(tim schwarz) - Der Prozesstag 15 brachte polizeiliche Erkenntnisse über den Brand in der "NSU"-Wohnung in der Zwickauer "Frühlingsstraße 26". Am gestrigen Dienstag wurden mehrere Polizisten gehört, die mit der Aufarbeitung der Brandkatastrophe vom 04.11.2011 betraut waren. Man merkte schnell: Es ging darum, die These zu widerlegen, die Hauptangeklagte Beate Zschäpe habe von den Aktivitäten, dem kriminellen bis tödlichen Treiben, ihrer beiden "Uwes" nicht zwangsläufig etwas wissen müssen, denn um sie verurteilen zu können, ist die Mitwisser- und Mittäterschaft von entscheidender Bedeutung.
------
▶ AUFGABENSTELLUNG:
1. Nennen Sie alle Ausdrücke, die im Bericht zum NSU-Prozess in Anführungszeichen stehen.
2. Schreiben Sie den Bericht zum NSU-Prozess im Anschluss an seinen letzten Satz fort.

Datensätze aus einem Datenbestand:
------
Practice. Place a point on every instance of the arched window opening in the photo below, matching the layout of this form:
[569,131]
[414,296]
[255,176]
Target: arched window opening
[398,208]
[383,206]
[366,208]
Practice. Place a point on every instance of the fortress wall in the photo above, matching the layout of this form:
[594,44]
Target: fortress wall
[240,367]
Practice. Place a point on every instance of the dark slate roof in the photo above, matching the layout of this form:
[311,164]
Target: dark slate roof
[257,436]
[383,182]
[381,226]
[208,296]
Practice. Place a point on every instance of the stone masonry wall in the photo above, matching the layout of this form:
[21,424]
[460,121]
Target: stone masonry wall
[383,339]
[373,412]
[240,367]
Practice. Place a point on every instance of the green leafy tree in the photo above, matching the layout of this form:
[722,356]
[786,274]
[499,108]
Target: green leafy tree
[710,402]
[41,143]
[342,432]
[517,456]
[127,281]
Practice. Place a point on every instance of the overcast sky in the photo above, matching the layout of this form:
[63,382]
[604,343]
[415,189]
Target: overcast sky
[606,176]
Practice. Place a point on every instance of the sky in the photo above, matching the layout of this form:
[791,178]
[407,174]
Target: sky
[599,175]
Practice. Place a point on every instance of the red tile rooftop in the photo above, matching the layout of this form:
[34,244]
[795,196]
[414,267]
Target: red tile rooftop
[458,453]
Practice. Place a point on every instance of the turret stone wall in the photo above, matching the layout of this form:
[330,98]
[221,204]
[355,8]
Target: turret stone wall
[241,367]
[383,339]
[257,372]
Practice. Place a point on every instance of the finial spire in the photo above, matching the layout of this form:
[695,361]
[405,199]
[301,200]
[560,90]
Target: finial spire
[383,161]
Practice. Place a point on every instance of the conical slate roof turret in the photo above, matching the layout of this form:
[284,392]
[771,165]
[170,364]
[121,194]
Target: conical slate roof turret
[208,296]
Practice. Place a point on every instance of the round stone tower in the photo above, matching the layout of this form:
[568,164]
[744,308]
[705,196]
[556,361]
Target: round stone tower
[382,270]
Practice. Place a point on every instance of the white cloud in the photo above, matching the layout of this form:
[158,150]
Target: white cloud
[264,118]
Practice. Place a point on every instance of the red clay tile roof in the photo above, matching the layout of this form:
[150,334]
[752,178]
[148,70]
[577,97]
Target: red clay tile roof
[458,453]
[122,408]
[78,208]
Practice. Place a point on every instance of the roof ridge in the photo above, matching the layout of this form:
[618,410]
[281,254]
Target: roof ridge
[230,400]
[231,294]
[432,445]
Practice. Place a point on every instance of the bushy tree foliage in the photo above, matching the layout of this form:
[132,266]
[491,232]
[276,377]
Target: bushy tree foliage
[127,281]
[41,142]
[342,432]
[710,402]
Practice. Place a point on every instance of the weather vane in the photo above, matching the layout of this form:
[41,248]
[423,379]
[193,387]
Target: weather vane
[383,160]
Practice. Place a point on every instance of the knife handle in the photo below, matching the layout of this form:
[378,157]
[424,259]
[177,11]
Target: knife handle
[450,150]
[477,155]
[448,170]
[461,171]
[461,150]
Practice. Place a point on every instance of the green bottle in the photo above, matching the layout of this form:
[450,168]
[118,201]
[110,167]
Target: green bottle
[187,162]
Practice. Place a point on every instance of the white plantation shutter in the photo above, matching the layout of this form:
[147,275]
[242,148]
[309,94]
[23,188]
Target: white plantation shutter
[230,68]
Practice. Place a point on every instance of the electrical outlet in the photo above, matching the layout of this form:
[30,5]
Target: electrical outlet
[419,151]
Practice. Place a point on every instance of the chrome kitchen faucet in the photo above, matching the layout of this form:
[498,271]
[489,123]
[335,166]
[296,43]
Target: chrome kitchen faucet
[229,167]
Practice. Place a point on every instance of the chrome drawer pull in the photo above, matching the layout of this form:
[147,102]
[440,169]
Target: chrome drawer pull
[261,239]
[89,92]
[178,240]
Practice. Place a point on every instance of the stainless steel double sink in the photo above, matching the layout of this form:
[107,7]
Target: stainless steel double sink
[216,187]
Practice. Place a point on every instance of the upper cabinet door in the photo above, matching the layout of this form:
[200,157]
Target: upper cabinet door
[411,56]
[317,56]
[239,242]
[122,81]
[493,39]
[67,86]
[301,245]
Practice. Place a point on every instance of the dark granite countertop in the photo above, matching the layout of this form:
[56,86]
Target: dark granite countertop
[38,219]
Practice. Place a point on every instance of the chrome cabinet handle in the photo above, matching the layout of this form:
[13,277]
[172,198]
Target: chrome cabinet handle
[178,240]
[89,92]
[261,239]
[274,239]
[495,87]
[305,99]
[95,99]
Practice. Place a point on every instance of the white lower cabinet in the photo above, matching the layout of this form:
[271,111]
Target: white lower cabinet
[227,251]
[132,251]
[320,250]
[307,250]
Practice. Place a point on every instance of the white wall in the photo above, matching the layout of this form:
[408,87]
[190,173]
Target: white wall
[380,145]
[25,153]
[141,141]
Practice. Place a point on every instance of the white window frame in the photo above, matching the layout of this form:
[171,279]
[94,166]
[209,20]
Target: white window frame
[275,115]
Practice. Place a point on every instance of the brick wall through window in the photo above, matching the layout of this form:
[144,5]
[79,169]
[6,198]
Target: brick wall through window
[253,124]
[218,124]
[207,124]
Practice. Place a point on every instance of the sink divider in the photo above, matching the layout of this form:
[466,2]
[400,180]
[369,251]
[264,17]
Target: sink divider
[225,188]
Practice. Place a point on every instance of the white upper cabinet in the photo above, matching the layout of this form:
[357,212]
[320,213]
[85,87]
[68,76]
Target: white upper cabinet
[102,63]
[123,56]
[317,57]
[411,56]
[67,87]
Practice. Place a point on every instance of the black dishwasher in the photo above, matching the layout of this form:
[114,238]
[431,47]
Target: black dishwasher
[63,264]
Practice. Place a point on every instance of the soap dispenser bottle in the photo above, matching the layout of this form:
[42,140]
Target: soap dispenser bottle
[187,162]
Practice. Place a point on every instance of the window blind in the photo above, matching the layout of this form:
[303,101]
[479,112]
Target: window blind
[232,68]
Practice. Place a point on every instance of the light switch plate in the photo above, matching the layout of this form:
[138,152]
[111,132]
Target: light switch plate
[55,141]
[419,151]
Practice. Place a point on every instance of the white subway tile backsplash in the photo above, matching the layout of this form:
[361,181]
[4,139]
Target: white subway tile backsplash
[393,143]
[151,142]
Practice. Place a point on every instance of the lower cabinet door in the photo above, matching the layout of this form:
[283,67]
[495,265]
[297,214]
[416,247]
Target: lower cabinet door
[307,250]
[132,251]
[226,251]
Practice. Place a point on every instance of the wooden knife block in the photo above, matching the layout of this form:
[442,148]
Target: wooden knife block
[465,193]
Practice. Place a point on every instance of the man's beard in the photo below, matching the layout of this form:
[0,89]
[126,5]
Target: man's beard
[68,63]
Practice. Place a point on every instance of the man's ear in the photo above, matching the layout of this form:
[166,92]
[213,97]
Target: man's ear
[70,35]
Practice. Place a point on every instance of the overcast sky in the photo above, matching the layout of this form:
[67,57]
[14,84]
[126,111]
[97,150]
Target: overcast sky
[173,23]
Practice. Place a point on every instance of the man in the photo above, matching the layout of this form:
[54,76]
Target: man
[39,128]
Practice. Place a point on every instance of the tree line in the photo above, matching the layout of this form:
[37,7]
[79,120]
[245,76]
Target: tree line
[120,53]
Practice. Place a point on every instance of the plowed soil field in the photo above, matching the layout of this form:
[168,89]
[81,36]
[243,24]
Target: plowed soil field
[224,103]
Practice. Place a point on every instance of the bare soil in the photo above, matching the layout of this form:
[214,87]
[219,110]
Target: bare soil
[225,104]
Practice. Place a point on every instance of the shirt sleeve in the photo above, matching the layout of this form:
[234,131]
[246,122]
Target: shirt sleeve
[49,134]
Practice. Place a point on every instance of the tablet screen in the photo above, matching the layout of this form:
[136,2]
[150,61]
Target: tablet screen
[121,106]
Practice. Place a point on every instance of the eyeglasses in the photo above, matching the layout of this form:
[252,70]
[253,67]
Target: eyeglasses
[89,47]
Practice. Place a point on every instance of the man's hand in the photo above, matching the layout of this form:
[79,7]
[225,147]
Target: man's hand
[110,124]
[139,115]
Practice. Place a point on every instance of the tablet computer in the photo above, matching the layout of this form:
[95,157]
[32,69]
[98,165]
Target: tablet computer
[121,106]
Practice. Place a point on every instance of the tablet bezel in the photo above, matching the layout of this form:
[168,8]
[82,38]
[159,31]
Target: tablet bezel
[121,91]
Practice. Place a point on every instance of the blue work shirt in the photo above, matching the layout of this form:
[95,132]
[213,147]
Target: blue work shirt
------
▶ LÖSUNGEN:
1. NSU, Frühlingsstraße 26, Uwes

2.
Der erste Zeuge ist Polizeimeister und leitete den Spürhund-Einsätze in den Trümmern der Wohnung. Der Leichenspürhund habe nicht angeschlagen, dafür aber die Hunde, die dafür abgerichtet waren, Brandlegungsmittel zu erkennen und anzuzeigen. Anhand einer Skizze des Einsatzortes erklärt der Polizeibeamte die Fundstellen, die über die gesamte Wohnung verteilt sind. "Das sind alles Anzeigeverhalten durch unsere Diensthunde", sagt er un erklärt auf Nachfrage, was die Hunde erschnüffeln können: Benzin, Diesel, Kohleanzünder, Verdünner. Danach rief der Vorsitzende Richter Götzl den nächsten Zeugen auf.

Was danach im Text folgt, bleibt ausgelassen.